■ Objetivo del ejercicio: Reúne, por favor, cada línea de los ítems siguientes que contenga la palabra "cabinet" y cópiala sin cambios.

Registros de identificación de posiciones:
============

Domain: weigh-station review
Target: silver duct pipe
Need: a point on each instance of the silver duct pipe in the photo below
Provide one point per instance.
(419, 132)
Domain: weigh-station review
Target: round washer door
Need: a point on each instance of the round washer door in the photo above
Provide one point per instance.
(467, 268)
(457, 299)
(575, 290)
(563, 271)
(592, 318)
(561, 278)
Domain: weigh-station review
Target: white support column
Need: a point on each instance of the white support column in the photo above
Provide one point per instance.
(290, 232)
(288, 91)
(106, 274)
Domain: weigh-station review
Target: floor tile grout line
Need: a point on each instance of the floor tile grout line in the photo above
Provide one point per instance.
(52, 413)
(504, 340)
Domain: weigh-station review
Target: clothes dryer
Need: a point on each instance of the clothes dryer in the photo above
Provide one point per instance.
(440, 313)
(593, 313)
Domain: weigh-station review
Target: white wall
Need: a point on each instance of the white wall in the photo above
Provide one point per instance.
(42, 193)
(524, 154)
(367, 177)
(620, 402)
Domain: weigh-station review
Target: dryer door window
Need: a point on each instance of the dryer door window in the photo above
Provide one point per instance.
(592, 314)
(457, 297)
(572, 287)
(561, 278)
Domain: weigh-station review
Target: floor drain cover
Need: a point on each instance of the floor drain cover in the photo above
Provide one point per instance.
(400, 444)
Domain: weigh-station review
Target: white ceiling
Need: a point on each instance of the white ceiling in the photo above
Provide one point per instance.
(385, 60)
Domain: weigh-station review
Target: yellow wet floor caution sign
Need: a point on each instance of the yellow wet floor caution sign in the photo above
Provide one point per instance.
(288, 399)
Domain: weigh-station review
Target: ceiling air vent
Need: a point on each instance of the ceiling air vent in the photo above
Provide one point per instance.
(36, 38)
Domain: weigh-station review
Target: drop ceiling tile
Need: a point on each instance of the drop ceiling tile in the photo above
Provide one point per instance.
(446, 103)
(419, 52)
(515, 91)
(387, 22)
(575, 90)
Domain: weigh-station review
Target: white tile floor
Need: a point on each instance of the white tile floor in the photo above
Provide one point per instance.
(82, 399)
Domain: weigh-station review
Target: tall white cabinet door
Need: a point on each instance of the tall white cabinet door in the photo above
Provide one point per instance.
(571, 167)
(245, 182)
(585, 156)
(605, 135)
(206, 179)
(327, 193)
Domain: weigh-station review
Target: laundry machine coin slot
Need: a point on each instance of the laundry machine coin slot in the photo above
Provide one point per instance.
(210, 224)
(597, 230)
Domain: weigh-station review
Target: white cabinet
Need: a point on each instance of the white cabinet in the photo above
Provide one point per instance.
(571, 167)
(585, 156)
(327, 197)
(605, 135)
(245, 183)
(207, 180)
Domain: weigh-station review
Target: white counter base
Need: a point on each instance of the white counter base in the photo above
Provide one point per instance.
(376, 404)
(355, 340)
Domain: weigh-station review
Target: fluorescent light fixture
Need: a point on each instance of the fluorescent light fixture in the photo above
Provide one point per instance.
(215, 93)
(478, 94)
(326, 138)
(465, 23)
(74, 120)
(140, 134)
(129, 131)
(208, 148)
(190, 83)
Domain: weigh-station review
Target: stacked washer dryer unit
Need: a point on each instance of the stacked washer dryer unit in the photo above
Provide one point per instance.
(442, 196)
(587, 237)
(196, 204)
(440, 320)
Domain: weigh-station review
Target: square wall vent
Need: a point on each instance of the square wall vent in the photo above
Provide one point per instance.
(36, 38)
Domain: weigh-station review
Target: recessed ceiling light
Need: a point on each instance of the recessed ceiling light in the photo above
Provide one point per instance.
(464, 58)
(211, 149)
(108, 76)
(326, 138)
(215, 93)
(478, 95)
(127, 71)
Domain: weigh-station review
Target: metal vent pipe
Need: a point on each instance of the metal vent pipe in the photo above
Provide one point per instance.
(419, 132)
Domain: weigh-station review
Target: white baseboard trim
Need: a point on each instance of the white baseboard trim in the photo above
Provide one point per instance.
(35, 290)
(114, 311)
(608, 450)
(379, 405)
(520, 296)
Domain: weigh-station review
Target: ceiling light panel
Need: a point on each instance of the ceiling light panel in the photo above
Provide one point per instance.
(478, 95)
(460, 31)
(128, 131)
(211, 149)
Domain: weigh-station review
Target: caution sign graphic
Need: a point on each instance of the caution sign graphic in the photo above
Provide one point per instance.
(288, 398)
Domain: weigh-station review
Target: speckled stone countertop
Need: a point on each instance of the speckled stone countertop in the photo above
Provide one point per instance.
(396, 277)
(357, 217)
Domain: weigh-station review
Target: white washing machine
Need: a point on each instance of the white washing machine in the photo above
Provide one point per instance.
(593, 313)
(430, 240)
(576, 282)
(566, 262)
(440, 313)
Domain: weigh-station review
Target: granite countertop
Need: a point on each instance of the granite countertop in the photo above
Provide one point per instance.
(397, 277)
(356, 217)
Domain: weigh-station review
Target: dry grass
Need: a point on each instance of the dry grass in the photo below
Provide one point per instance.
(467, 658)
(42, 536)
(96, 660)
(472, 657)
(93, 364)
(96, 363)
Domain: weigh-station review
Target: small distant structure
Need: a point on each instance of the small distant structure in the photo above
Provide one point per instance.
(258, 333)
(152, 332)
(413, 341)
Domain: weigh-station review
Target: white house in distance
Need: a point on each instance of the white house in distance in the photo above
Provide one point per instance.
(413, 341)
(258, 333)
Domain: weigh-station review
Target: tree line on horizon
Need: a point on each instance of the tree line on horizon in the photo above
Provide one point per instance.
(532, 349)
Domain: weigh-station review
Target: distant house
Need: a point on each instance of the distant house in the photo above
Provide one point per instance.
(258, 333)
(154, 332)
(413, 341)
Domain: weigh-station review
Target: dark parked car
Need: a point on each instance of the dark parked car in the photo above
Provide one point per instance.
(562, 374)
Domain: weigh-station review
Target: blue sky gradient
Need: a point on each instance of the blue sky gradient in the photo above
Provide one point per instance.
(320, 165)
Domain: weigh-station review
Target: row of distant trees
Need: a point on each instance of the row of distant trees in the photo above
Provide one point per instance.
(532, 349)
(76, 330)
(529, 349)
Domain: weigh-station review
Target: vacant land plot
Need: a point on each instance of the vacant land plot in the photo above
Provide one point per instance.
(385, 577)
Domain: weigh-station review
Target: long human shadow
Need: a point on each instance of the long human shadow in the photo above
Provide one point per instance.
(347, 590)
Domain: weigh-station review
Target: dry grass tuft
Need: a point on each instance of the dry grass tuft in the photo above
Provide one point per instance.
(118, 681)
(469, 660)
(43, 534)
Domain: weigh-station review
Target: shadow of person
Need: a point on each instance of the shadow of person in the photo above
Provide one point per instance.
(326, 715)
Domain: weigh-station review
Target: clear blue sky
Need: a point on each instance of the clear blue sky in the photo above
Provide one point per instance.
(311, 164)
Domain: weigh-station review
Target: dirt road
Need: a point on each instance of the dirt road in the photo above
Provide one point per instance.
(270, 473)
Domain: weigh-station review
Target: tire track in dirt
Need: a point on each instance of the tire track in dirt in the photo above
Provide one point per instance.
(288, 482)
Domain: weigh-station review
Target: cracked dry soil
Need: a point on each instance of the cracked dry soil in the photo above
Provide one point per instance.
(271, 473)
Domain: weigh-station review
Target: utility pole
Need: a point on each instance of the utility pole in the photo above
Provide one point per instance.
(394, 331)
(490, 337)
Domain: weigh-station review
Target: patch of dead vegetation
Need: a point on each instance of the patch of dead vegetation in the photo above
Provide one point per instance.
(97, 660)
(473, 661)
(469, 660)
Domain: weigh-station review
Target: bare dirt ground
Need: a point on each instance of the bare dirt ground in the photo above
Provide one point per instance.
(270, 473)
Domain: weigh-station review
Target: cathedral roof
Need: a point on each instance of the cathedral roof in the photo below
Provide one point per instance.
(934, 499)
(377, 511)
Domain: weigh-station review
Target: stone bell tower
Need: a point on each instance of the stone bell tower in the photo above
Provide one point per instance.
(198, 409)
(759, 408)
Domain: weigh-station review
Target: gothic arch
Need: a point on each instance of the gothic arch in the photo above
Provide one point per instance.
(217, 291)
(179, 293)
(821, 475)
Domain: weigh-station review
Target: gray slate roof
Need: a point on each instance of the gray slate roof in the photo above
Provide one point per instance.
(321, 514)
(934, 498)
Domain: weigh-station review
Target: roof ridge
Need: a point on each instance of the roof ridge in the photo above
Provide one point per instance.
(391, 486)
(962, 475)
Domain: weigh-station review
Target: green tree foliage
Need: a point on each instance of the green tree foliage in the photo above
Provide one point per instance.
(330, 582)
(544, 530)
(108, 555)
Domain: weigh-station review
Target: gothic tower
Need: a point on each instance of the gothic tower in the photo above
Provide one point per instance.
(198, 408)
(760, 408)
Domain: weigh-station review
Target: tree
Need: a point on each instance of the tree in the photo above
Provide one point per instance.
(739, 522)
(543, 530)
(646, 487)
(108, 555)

============

■ Solución del problema:
Target: tall white cabinet door
Need: a point on each instance of the tall white cabinet door in the photo above
Target: white cabinet
Need: a point on each instance of the white cabinet in the photo above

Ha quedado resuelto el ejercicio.